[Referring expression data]
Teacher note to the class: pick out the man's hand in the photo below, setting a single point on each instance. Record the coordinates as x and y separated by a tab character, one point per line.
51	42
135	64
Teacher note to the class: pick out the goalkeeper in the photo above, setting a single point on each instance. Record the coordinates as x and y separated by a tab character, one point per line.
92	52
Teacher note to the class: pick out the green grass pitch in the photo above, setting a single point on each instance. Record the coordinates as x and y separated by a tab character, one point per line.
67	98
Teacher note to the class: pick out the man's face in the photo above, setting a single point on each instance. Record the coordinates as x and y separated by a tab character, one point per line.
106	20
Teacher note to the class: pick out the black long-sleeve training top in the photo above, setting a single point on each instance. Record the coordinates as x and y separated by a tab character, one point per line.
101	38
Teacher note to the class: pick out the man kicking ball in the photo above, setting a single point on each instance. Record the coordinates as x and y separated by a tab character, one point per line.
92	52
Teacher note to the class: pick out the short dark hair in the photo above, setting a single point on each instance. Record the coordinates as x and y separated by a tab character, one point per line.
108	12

:: WHAT YOU WILL DO ::
Repeat the data exactly as it was given above.

:: SOLUTION TO THE PROBLEM ::
Teacher note to the class: pick out the man's hand in the photo below, setting a single point on each instance. Record the coordinates as x and y separated by a tab character, one point per line.
51	42
135	64
Teacher note to the class: pick out the goalkeeper in the photo above, setting a single point on each instance. Record the coordinates as x and y separated by a tab character, one point per line.
92	52
Teacher note to the class: pick out the green grass pitch in the photo above, setting a single point on each instance. Record the coordinates as x and y separated by a tab character, one point per line.
67	98
Teacher note to the class: pick out the man's face in the photo above, setting a single point on each instance. Record the coordinates as x and y separated by a tab character, one point per line.
106	20
Teacher note to the class: pick out the black long-sleeve training top in the photo above, setting a single point on each instance. Record the coordinates as x and y separated by a tab character, one point per line.
101	38
Teacher note to the class: pick out the man kicking ball in the photo above, setting a single point on each instance. Record the coordinates as x and y separated by a tab character, one point per line.
92	52
Teacher note to the class: pick out the short dark hair in the photo above, setting a single point on each instance. Record the coordinates as x and y separated by a tab character, one point per line.
108	12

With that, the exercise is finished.